:: What needs to be done ::
Using the entries below, return word for word the lines from the one containing "point: sky -- a" up to and including the last.

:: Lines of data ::
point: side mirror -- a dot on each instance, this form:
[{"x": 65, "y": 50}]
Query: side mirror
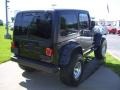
[{"x": 92, "y": 24}]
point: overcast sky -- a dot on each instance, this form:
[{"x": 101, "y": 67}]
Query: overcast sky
[{"x": 97, "y": 8}]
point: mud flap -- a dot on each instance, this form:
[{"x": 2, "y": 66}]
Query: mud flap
[{"x": 90, "y": 68}]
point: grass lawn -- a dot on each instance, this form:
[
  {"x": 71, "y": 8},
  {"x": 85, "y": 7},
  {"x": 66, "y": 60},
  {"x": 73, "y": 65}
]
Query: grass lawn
[{"x": 5, "y": 52}]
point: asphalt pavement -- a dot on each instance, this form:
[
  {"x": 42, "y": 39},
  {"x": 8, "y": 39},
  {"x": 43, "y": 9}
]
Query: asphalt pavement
[
  {"x": 14, "y": 78},
  {"x": 113, "y": 42}
]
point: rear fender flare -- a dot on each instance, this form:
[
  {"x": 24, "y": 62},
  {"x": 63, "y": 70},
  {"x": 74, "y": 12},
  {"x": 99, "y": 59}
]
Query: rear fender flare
[{"x": 67, "y": 51}]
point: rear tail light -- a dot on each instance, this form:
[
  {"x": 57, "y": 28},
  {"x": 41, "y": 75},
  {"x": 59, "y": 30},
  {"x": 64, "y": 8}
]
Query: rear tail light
[
  {"x": 49, "y": 52},
  {"x": 13, "y": 45}
]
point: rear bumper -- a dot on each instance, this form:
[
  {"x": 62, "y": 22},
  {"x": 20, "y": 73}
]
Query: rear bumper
[{"x": 50, "y": 68}]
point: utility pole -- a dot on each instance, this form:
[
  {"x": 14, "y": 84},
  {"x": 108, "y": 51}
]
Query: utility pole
[{"x": 7, "y": 35}]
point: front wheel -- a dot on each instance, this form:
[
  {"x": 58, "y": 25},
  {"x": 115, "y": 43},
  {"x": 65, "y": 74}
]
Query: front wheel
[
  {"x": 71, "y": 74},
  {"x": 100, "y": 52}
]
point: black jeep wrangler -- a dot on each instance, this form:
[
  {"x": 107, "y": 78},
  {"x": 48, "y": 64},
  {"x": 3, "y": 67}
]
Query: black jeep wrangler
[{"x": 56, "y": 40}]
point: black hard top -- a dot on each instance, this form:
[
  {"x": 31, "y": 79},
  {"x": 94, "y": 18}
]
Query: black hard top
[{"x": 58, "y": 10}]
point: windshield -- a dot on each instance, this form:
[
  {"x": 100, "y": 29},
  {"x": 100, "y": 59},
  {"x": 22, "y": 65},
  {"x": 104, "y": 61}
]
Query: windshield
[{"x": 37, "y": 25}]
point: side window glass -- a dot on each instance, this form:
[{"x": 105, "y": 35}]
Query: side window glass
[
  {"x": 68, "y": 24},
  {"x": 83, "y": 21}
]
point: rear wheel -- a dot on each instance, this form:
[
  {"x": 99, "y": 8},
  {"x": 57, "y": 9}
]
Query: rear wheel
[
  {"x": 101, "y": 50},
  {"x": 71, "y": 74},
  {"x": 28, "y": 69}
]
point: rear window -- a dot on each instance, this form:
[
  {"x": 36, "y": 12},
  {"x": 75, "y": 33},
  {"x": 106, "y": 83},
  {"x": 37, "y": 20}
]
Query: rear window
[{"x": 37, "y": 25}]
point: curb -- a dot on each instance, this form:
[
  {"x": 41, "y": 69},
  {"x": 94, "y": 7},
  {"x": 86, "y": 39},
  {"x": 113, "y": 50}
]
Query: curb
[{"x": 113, "y": 55}]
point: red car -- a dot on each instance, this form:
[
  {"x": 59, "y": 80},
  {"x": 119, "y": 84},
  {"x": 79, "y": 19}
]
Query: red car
[{"x": 118, "y": 32}]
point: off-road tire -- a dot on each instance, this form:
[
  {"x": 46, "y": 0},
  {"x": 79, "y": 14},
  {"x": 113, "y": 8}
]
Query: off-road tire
[
  {"x": 66, "y": 73},
  {"x": 27, "y": 69},
  {"x": 99, "y": 52}
]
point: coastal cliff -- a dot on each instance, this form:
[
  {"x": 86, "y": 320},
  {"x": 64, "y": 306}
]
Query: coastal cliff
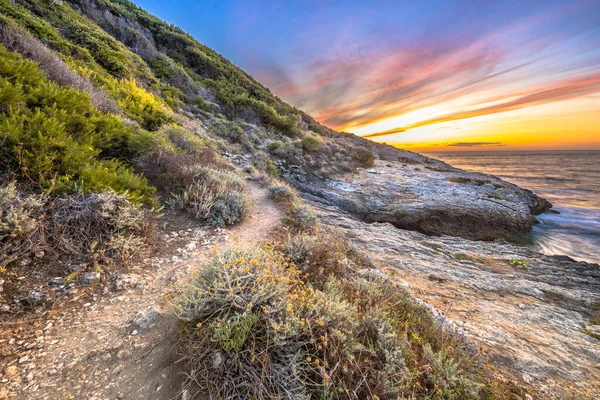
[
  {"x": 171, "y": 229},
  {"x": 431, "y": 197}
]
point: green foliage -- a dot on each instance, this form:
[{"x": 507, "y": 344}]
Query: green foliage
[
  {"x": 182, "y": 139},
  {"x": 301, "y": 217},
  {"x": 311, "y": 143},
  {"x": 54, "y": 136},
  {"x": 274, "y": 146},
  {"x": 140, "y": 104},
  {"x": 291, "y": 321}
]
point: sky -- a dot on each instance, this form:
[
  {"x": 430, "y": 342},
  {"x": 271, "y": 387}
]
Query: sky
[{"x": 422, "y": 75}]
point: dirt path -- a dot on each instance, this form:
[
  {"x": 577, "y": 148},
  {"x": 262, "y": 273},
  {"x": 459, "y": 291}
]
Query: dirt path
[{"x": 91, "y": 349}]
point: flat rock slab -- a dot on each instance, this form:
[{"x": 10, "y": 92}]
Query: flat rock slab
[
  {"x": 432, "y": 197},
  {"x": 530, "y": 313}
]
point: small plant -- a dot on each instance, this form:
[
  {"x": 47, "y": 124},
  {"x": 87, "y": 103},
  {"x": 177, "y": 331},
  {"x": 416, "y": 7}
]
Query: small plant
[
  {"x": 311, "y": 143},
  {"x": 301, "y": 217},
  {"x": 216, "y": 196},
  {"x": 274, "y": 146}
]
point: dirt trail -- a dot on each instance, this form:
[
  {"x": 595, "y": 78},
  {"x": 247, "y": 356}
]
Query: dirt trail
[{"x": 91, "y": 349}]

:: Right answer ::
point: sky -- a dot on each instance, this form:
[
  {"x": 430, "y": 342},
  {"x": 271, "y": 387}
]
Query: sky
[{"x": 422, "y": 75}]
point: dirt path -- a dot on each instance, this form:
[
  {"x": 577, "y": 148},
  {"x": 262, "y": 273},
  {"x": 459, "y": 291}
]
Query: dirt path
[{"x": 91, "y": 349}]
point: flat rock slab -- a dot on each instance, this form:
[{"x": 10, "y": 92}]
Query: flat rock slab
[
  {"x": 432, "y": 197},
  {"x": 530, "y": 313}
]
point: small plant -- a dot on each instance, this form:
[
  {"x": 47, "y": 124},
  {"x": 87, "y": 103},
  {"x": 177, "y": 331},
  {"x": 416, "y": 7}
]
Query: small plant
[
  {"x": 311, "y": 143},
  {"x": 301, "y": 217},
  {"x": 216, "y": 196},
  {"x": 274, "y": 146}
]
point: dirt trail -- a dot on each instance, this form:
[
  {"x": 595, "y": 78},
  {"x": 247, "y": 356}
]
Query: dirt trail
[{"x": 91, "y": 349}]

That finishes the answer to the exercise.